DAY 2 of a journal from the front line by a veteran Scottish Courier working through Coronavirus lockdown in Glasgow
BY ALYSON McKELL
SOMETIMES during lockdown it can feel the whole world has ground to a halt.
Of course, that’s not the case and working as a courier there are plenty of insights into the parts of everyday life that are still ticking over.
Today’s first job is a collection of legal documents that are still in demand and need delivered to different addresses across Glasgow, for lawyers and legal staff who are now working from home. This takes up the early part of the morning
That was followed by a job in a slightly different part of the legal world – this time to collect documents for the Procurator Fiscal service from a Royal Mail sorting office and deliver them.
Next up there is a stop off at a major distribution hub to collect various items that have been en route to Scotland overnight (some of them over days). Once collected, these are then delivered to their final destination.
A regular part of my daily work in Glasgow is to collected hot meals from school production kitchens and deliver them to those schools which don’t have their own kitchens on site, to ensure the pupils enjoy a hot meal.
Even though most schools are currently shut down, a small number are still operating for the children of essential workers; the people who are working in shops, in hospitals or doing other vital jobs to keep the country running.
So it is gratifying to know I am doing my bit to help, when I deliver trays of hot meals to a school in the city.
Another part of my daily workload is to collect blood and other samples from clinics across the Greater Glasgow and Clyde area, then safely deliver them to the testing labs at Glasgow Royal Infirmary (GRI). Today is no exception. It’s a job I’m all too familiar with and often will have to make more than one run per day.

INFORMATION SHOWN
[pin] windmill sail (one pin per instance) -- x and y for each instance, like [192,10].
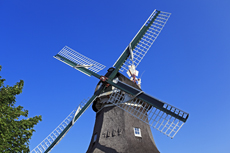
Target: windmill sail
[58,134]
[143,40]
[159,119]
[78,61]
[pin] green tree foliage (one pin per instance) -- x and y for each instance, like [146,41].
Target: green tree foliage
[14,132]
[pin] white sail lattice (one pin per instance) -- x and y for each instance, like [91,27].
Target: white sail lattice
[156,118]
[80,60]
[148,39]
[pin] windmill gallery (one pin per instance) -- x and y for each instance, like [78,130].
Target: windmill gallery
[124,112]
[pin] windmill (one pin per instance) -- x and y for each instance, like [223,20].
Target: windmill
[121,98]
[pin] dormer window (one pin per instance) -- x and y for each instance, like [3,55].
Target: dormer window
[137,132]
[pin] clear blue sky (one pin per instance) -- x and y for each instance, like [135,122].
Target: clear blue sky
[187,66]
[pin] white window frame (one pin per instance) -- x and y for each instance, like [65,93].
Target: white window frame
[138,133]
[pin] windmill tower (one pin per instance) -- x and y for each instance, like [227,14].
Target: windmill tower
[124,112]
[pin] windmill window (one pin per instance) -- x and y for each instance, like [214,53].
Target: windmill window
[137,132]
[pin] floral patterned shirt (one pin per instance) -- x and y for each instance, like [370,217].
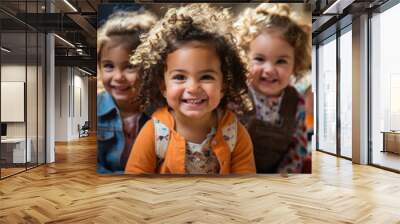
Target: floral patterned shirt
[293,160]
[200,159]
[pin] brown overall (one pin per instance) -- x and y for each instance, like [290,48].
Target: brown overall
[271,142]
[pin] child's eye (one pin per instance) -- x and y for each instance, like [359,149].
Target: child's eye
[207,77]
[178,77]
[281,61]
[130,68]
[108,67]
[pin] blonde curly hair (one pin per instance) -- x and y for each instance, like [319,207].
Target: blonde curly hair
[199,23]
[123,27]
[127,25]
[252,22]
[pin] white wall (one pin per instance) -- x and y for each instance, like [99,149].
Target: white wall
[71,94]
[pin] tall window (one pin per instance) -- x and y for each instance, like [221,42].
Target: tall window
[385,88]
[327,96]
[346,93]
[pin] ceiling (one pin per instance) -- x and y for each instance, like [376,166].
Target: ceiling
[72,20]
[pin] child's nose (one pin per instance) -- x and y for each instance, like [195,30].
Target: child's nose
[119,75]
[193,86]
[268,67]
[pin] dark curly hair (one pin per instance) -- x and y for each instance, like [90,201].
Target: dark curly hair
[193,23]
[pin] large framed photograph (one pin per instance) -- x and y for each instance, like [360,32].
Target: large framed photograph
[204,89]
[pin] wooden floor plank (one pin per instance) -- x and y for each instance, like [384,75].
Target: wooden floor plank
[70,191]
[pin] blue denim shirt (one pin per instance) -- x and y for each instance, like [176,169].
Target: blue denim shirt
[110,135]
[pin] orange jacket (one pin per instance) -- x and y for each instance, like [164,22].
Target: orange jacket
[143,157]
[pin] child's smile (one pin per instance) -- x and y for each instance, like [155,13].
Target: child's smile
[193,81]
[272,63]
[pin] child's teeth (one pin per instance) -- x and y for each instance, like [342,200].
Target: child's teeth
[194,101]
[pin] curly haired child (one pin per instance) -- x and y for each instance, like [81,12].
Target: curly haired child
[119,118]
[192,60]
[277,47]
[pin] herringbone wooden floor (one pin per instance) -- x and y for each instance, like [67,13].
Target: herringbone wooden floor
[70,191]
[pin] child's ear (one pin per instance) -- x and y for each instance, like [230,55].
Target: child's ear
[163,89]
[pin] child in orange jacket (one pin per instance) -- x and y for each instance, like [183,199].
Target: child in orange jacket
[191,72]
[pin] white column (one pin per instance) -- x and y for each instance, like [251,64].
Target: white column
[360,90]
[50,101]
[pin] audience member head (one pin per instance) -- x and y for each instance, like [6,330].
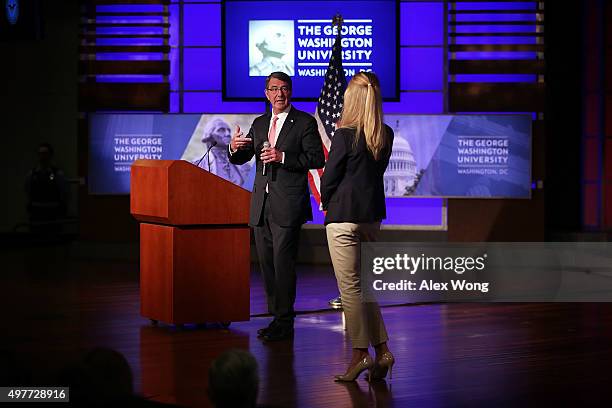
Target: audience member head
[102,376]
[362,111]
[233,380]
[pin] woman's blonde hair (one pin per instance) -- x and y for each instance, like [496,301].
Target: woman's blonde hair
[362,111]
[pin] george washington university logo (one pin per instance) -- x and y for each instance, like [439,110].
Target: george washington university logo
[12,11]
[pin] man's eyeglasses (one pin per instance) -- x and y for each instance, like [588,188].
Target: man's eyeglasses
[275,89]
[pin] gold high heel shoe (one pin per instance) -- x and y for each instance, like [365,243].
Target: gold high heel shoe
[384,364]
[366,363]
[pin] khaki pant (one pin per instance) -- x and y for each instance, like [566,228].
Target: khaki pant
[364,321]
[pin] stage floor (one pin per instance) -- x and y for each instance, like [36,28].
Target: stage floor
[55,308]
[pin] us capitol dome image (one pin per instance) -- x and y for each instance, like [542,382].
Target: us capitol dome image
[401,173]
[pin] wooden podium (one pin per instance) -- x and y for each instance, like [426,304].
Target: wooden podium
[194,243]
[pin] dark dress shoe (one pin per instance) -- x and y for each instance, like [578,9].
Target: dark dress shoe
[278,333]
[265,330]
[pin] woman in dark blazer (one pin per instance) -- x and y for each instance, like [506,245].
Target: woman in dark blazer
[353,196]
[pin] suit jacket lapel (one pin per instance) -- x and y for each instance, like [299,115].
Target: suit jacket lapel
[289,122]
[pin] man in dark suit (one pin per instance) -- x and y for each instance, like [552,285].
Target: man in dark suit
[280,201]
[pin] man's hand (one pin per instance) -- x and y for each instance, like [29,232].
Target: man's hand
[270,155]
[239,141]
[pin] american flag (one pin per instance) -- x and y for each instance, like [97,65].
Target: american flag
[329,109]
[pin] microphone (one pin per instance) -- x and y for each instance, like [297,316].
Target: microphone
[266,145]
[213,144]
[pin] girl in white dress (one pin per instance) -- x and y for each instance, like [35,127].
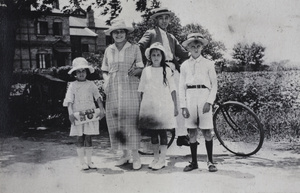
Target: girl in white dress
[159,105]
[80,97]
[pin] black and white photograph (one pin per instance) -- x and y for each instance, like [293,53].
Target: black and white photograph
[150,96]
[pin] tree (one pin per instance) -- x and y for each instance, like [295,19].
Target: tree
[174,27]
[249,57]
[213,50]
[10,13]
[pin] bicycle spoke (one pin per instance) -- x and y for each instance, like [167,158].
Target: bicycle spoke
[238,129]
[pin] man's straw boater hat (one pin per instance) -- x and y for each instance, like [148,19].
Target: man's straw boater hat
[118,24]
[81,63]
[156,45]
[194,37]
[161,11]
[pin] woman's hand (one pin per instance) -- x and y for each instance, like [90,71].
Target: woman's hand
[185,113]
[175,111]
[206,107]
[72,118]
[101,113]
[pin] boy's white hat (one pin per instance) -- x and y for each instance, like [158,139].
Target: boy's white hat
[193,37]
[156,45]
[81,63]
[161,11]
[118,24]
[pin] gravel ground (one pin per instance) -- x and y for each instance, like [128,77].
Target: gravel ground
[47,162]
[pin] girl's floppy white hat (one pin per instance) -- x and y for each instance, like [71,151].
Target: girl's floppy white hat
[118,24]
[81,63]
[194,37]
[156,45]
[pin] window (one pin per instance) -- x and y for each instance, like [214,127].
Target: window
[84,48]
[57,28]
[42,28]
[43,61]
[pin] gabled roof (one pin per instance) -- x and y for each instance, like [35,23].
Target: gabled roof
[81,22]
[82,32]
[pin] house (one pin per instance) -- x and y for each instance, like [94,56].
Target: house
[54,39]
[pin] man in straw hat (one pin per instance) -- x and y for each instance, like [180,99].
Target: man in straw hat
[173,49]
[122,65]
[197,92]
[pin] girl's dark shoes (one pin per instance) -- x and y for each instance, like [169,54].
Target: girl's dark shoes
[211,167]
[123,160]
[92,166]
[191,166]
[84,166]
[159,165]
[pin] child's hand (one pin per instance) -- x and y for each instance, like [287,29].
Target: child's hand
[175,111]
[206,107]
[101,113]
[72,118]
[135,71]
[185,113]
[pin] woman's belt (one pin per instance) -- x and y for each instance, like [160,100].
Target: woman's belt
[196,86]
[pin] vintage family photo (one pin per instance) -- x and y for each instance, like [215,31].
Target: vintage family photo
[150,96]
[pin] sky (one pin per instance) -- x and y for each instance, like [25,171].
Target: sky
[273,23]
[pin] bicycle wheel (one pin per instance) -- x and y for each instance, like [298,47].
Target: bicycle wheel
[146,146]
[238,128]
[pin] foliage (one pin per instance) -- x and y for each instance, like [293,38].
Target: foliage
[213,50]
[249,57]
[274,97]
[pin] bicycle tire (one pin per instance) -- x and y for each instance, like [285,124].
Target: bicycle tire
[146,142]
[238,129]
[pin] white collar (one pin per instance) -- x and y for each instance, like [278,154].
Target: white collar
[197,59]
[127,44]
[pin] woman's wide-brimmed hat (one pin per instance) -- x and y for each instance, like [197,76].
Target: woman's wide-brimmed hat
[156,45]
[118,24]
[194,37]
[161,11]
[81,63]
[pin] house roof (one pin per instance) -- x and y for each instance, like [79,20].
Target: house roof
[81,22]
[82,32]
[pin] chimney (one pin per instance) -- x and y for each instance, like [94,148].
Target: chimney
[56,4]
[90,17]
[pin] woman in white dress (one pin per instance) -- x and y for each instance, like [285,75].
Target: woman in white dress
[159,104]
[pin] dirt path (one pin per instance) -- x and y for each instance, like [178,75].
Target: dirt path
[49,164]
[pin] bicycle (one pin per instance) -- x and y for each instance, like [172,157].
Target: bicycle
[236,127]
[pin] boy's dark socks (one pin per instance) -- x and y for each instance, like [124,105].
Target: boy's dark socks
[193,147]
[209,149]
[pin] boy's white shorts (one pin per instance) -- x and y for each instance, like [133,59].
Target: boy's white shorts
[196,98]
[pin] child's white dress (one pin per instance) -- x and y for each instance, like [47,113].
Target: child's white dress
[82,96]
[157,107]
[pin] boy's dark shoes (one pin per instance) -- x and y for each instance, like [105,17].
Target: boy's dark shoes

WHAT YOU NEED TO DO
1. Rewrite everything in the courier's lockdown journal from "A regular part" down to "the country running.", changing "pupils" to "students".
2. Carry on the courier's lockdown journal from its final sentence.
The lines above are separate material and are not part of the courier's lockdown journal.

RESULTS FOR EACH TASK
1.
A regular part of my daily work in Glasgow is to collected hot meals from school production kitchens and deliver them to those schools which don’t have their own kitchens on site, to ensure the students enjoy a hot meal.
Even though most schools are currently shut down, a small number are still operating for the children of essential workers; the people who are working in shops, in hospitals or doing other vital jobs to keep the country running.

2.
Later I’m busy with more worthwhile NHS work. This time I’m stopping off at the NHS Pharmacy Distribution Centre in Govan to collect medicines which are taken to the pharmacy at GRI.
That’s followed by a trip to the Marie Curie Hospice at Stobhill Hospital to collect items which need transferred to Royal Infirmary – some items go to the labs, while others go to the pharmacy.
It’s actually a return journey and while at the GRI Pharmacy I pick up vital packages which are then taken back to the hospice. However on that return journey I see something very unexpected on such quiet roads – an accident
As I exited the M8 motorway at the Blochairn junction, I saw a car ahead which must have lost control, skidded onto the grass verge and then into a pole. The people in the car were standing up the embankment.
I stopped, called 101 to report the accident and turned around and checked the people were ok. They assured me they were unhurt and I let them know I had alerted the police before heading back on my journey.
Eventually it is time to go home – but we know we’ll do it all again tomorrow in the world of Eagle Couriers.